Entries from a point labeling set

────────────────

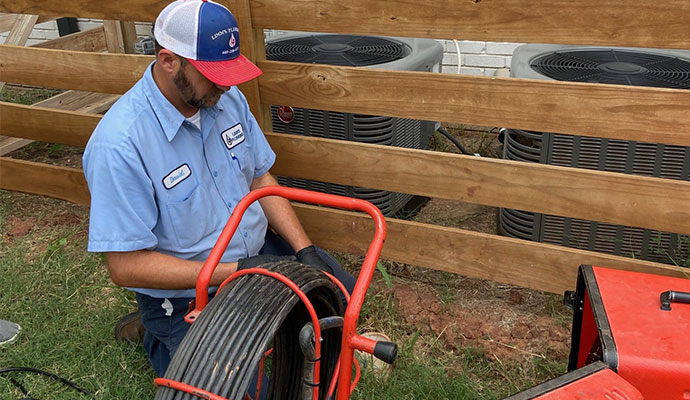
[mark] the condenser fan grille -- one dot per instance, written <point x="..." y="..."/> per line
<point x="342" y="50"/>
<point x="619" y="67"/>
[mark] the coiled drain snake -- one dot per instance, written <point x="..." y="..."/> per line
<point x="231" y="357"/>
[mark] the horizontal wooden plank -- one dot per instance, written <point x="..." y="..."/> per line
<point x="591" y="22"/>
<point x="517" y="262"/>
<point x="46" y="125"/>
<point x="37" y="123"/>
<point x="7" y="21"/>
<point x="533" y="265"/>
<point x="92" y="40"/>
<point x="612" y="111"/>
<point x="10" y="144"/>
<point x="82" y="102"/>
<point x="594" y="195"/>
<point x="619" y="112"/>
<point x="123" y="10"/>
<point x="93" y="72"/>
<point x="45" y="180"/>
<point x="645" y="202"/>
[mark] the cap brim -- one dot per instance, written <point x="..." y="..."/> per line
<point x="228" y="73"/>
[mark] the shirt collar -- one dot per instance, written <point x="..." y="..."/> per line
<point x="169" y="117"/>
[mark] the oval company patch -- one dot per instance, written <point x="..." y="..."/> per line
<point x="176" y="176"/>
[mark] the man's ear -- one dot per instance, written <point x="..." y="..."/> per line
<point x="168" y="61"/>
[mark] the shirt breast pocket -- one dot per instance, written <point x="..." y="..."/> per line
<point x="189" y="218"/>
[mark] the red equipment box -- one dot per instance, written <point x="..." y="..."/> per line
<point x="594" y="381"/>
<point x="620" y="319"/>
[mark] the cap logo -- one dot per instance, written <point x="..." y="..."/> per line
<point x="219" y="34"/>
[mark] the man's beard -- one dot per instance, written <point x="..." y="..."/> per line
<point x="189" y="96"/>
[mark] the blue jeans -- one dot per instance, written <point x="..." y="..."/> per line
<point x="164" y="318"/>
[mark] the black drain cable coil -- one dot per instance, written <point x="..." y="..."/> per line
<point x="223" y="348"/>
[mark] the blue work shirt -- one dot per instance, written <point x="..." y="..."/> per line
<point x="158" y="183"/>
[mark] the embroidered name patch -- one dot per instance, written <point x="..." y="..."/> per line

────────────────

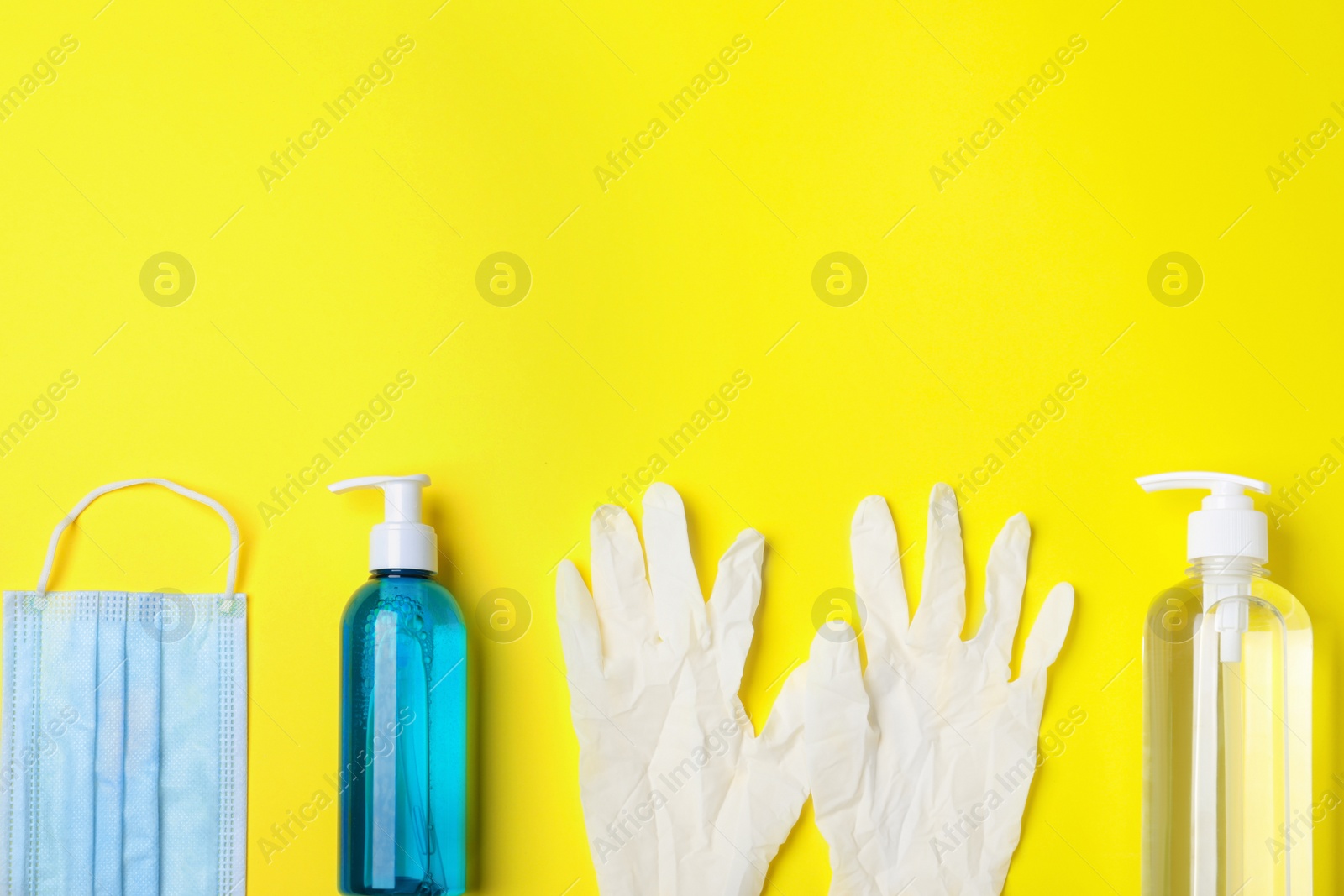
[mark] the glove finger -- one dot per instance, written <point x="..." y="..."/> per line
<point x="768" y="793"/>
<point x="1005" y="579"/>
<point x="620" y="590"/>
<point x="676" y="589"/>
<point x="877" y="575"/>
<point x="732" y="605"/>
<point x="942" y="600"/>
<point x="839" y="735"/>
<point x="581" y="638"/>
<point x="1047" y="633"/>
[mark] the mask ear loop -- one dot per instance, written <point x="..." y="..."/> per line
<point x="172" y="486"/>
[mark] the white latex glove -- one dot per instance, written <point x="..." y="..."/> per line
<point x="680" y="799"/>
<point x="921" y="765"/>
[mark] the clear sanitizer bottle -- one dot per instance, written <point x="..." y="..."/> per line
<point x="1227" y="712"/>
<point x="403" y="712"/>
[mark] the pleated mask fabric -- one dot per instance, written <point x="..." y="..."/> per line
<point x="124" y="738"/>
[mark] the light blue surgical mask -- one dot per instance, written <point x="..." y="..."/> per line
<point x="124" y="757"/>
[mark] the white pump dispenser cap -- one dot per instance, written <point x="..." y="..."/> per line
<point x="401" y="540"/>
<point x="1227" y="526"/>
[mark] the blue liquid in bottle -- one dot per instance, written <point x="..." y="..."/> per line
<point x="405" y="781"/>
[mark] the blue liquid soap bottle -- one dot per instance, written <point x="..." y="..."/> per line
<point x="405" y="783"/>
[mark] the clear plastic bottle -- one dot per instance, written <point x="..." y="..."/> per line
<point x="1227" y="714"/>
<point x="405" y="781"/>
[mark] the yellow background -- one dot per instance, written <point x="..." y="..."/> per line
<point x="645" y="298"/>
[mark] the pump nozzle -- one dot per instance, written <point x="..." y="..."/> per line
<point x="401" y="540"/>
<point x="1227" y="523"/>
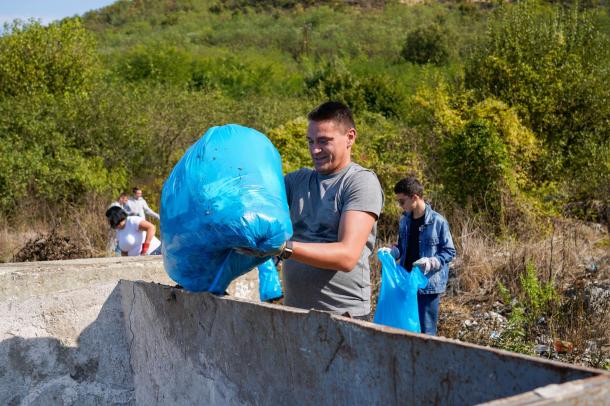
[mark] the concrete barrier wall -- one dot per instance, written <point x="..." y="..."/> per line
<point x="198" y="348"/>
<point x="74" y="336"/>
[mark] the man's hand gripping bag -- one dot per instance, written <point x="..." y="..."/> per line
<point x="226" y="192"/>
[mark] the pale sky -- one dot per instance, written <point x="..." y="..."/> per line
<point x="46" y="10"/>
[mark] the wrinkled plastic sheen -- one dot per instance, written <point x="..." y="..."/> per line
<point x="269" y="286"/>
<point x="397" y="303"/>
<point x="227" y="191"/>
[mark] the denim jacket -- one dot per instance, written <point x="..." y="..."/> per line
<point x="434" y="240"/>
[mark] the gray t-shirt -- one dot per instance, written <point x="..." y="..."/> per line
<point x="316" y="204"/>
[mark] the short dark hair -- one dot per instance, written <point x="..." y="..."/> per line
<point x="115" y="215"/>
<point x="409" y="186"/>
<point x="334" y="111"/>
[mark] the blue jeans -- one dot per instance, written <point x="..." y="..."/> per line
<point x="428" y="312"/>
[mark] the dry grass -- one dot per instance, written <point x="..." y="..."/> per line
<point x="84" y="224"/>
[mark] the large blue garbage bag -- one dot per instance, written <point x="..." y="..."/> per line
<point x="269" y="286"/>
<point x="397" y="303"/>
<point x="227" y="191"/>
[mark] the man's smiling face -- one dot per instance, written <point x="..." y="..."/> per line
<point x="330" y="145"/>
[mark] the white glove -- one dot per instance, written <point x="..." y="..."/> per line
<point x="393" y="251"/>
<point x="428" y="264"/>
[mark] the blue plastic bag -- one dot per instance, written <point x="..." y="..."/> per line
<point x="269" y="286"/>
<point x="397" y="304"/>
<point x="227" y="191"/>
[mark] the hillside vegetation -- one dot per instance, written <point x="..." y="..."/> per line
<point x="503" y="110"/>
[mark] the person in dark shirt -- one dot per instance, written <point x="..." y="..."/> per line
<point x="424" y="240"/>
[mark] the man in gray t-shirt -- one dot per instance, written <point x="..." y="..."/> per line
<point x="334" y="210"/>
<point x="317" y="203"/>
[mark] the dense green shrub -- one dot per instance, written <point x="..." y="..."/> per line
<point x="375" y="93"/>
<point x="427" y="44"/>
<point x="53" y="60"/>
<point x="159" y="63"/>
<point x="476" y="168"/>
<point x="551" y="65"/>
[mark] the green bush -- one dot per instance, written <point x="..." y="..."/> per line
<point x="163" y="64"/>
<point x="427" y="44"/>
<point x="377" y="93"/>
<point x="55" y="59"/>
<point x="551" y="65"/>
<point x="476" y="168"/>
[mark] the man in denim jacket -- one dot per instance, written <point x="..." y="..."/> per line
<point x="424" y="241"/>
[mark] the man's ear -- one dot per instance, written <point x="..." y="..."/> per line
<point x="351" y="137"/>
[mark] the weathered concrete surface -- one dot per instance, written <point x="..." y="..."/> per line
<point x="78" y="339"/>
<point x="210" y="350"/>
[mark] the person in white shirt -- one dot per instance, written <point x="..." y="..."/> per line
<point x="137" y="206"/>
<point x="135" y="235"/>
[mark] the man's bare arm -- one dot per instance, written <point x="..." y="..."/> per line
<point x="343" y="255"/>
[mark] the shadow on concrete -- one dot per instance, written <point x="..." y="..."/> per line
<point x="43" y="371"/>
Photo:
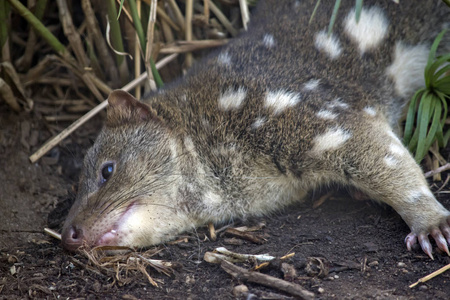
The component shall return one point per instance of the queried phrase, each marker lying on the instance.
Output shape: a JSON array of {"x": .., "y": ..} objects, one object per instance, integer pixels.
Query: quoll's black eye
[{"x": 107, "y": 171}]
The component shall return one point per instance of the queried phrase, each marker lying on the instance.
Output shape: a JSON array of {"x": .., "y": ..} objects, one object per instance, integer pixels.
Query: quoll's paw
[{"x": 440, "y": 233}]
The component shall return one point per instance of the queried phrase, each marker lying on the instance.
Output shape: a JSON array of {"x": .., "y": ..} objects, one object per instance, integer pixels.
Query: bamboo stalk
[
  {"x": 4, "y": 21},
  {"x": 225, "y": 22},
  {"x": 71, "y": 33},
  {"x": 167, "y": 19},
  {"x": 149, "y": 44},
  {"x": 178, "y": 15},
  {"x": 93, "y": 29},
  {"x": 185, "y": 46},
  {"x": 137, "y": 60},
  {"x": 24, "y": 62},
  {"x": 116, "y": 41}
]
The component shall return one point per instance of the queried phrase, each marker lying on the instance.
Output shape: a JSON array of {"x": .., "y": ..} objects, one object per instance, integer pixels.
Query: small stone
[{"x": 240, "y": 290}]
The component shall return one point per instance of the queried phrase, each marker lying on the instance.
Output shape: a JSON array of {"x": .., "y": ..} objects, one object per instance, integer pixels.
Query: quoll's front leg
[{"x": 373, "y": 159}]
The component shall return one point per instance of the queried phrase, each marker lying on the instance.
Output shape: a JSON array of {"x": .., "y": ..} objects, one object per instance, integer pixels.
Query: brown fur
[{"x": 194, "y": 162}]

────────────────

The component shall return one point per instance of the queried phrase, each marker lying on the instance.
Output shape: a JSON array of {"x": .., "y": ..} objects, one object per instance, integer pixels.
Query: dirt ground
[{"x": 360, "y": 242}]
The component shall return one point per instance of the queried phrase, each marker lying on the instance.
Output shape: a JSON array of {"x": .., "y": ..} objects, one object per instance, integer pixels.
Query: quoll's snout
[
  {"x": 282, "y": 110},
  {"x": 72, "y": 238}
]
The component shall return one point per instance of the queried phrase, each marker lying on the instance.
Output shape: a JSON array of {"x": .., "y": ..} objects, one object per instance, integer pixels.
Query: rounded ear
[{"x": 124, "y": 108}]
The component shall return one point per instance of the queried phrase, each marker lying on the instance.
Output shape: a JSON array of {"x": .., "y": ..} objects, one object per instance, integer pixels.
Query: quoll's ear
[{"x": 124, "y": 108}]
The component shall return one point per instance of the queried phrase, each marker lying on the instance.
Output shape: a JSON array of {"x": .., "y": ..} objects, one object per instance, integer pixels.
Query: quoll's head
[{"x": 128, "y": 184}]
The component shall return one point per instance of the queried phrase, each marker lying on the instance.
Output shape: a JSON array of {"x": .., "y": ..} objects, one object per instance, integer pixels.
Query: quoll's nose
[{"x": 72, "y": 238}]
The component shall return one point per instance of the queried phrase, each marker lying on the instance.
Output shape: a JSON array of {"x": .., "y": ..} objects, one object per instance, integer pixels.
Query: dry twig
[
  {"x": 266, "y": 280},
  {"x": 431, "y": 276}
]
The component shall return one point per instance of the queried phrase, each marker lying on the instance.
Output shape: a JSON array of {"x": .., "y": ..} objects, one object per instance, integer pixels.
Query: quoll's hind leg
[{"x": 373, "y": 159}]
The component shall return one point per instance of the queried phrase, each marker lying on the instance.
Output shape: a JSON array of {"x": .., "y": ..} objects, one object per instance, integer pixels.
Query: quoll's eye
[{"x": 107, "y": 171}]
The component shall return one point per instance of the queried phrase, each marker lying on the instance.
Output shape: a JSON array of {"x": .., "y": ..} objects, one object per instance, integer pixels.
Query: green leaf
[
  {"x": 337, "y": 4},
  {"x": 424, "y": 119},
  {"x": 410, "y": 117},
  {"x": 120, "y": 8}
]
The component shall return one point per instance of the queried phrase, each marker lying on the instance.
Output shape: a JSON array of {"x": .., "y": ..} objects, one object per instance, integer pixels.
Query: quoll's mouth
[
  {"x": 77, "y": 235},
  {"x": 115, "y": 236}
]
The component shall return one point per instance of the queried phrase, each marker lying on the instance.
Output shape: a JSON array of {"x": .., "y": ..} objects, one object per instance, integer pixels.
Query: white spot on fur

────────────────

Extract every line of the entries above that contains the string "shirt". Case counts.

=== TASK RESULT ===
[mark] the shirt collar -- one dot per instance, written <point x="..." y="..."/> per line
[mark] the shirt breast pocket -- one dot per instance, written <point x="..." y="..."/> per line
[mark] the blue work shirt -- one dot per instance, written <point x="..." y="..."/> per line
[mark] the gray t-shirt -- one dot per instance, written <point x="..." y="..."/> per line
[mark] the person in dark shirt -- one dot per instance, written <point x="..." y="..."/> per line
[mark] the man in gray t-shirt -- one dot per instance, written <point x="..." y="..."/> per line
[mark] the person in white shirt -- one dot per instance, written <point x="..." y="..."/> per line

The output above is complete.